REQUEST for a preliminary ruling under Article 267 TFEU from the Supreme Court of the United Kingdom (United Kingdom), made by decision of 24 June 2013, received at the Court on 27 June 2013, in the proceedings

Public Relations Consultants Association Ltd

v

Newspaper Licensing Agency Ltd and Others,

THE COURT (Fourth Chamber),

composed of L. Bay Larsen, President of the Chamber, M. Safjan, J. Malenovský (Rapporteur), A. Prechal and K. Jürimäe, Judges,

Advocate General: M. Szpunar,

Registrar: A. Calot Escobar,

having regard to the written procedure,

after considering the observations submitted on behalf of:

–        Public Relations Consultants Association Ltd, by M. Hart, Solicitor,

–        Newspaper Licensing Agency Ltd and Others, by S. Clark, Solicitor,

–        the United Kingdom Government, by L. Christie, acting as Agent,

–        the Italian Government, by G. Palmieri, acting as Agent, and by M. Santoro, avvocato dello Stato,

–        the Polish Government, by B. Majczyna, acting as Agent,

–        the European Commission, by J. Samnadda, acting as Agent,

having decided, after hearing the Advocate General's Opinion,

gives the following

Judgment

1        This request for a preliminary ruling concerns the interpretation of Article 5(1) of Directive 2001/29/EC of the European Parliament and of the Council of 22 May 2001 on the harmonisation of certain aspects of copyright and related rights in the information society (OJ 2001 L 167, p. 10).

2        The request has been made in proceedings between Public Relations Consultants Association Ltd (‘the PRCA’) and Newspaper Licensing Agency Ltd and Others (‘the NLA’) concerning the obligation to obtain authorisation from the copyright holders for the viewing of websites where this involves copies of those sites being made on the user’s computer screen and in the internet cache of that computer’s hard disk.

- **Request A**: Please write out the court judgment excerpt above in full, word for word.

Records from a data collection

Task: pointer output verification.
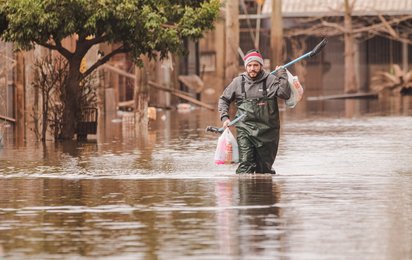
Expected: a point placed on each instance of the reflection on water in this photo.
(344, 191)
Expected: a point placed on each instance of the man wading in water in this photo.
(255, 93)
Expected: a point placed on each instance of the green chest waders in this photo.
(258, 133)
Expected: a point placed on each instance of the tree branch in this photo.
(121, 49)
(58, 47)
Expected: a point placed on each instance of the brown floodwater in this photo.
(343, 190)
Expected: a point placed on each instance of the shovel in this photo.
(220, 130)
(310, 54)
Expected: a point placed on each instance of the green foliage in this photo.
(143, 26)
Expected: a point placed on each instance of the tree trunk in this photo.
(276, 34)
(231, 40)
(141, 97)
(351, 84)
(70, 99)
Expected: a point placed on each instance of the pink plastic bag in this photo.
(297, 90)
(227, 150)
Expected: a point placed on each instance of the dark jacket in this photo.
(277, 87)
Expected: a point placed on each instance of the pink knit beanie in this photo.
(253, 55)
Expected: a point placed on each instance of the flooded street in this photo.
(343, 190)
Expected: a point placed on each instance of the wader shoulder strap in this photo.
(265, 92)
(242, 85)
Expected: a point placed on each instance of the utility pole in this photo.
(276, 34)
(231, 40)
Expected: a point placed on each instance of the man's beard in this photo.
(256, 73)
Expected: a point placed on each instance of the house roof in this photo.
(299, 8)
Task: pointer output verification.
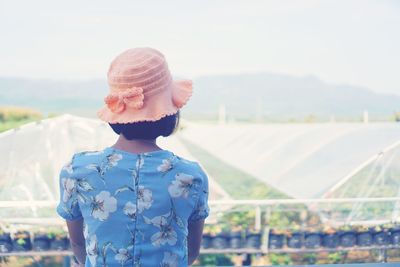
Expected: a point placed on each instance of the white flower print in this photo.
(165, 166)
(68, 167)
(130, 209)
(145, 198)
(181, 186)
(113, 159)
(102, 205)
(122, 255)
(166, 234)
(170, 260)
(69, 188)
(92, 250)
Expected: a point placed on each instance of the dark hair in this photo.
(148, 129)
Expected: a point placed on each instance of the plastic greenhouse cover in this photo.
(34, 154)
(301, 160)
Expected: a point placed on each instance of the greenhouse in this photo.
(292, 187)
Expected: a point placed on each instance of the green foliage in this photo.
(238, 184)
(310, 258)
(21, 241)
(335, 258)
(215, 260)
(12, 117)
(280, 259)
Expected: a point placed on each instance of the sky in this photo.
(354, 42)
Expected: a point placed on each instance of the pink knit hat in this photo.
(142, 89)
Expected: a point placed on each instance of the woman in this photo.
(133, 203)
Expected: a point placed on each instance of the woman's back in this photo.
(136, 207)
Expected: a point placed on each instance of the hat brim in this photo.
(155, 106)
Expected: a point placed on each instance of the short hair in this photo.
(148, 129)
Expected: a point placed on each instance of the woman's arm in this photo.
(75, 229)
(195, 234)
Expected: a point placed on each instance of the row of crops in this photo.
(56, 239)
(273, 239)
(330, 238)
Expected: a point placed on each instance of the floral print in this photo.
(132, 205)
(145, 198)
(169, 260)
(181, 186)
(92, 250)
(102, 205)
(69, 188)
(130, 210)
(165, 166)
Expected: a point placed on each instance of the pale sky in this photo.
(354, 42)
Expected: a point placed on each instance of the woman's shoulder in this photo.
(189, 166)
(83, 158)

- **Request B**: Count how many lines of the records above contain the string "shoulder", treating uppercase and lowercase as different. Reply with the number alone.

- **Full answer A**:
REQUEST for a preliminary ruling under Article 267 TFEU from the Supreme Court of the United Kingdom (United Kingdom), made by decision of 24 June 2013, received at the Court on 27 June 2013, in the proceedings

Public Relations Consultants Association Ltd

v

Newspaper Licensing Agency Ltd and Others,

THE COURT (Fourth Chamber),

composed of L. Bay Larsen, President of the Chamber, M. Safjan, J. Malenovský (Rapporteur), A. Prechal and K. Jürimäe, Judges,

Advocate General: M. Szpunar,

Registrar: A. Calot Escobar,

having regard to the written procedure,

after considering the observations submitted on behalf of:

–        Public Relations Consultants Association Ltd, by M. Hart, Solicitor,

–        Newspaper Licensing Agency Ltd and Others, by S. Clark, Solicitor,

–        the United Kingdom Government, by L. Christie, acting as Agent,

–        the Italian Government, by G. Palmieri, acting as Agent, and by M. Santoro, avvocato dello Stato,

–        the Polish Government, by B. Majczyna, acting as Agent,

–        the European Commission, by J. Samnadda, acting as Agent,

having decided, after hearing the Advocate General's Opinion,

gives the following

Judgment

1        This request for a preliminary ruling concerns the interpretation of Article 5(1) of Directive 2001/29/EC of the European Parliament and of the Council of 22 May 2001 on the harmonisation of certain aspects of copyright and related rights in the information society (OJ 2001 L 167, p. 10).

2        The request has been made in proceedings between Public Relations Consultants Association Ltd (‘the PRCA’) and Newspaper Licensing Agency Ltd and Others (‘the NLA’) concerning the obligation to obtain authorisation from the copyright holders for the viewing of websites where this involves copies of those sites being made on the user’s computer screen and in the internet cache of that computer’s hard disk.

- **Full answer B**: 2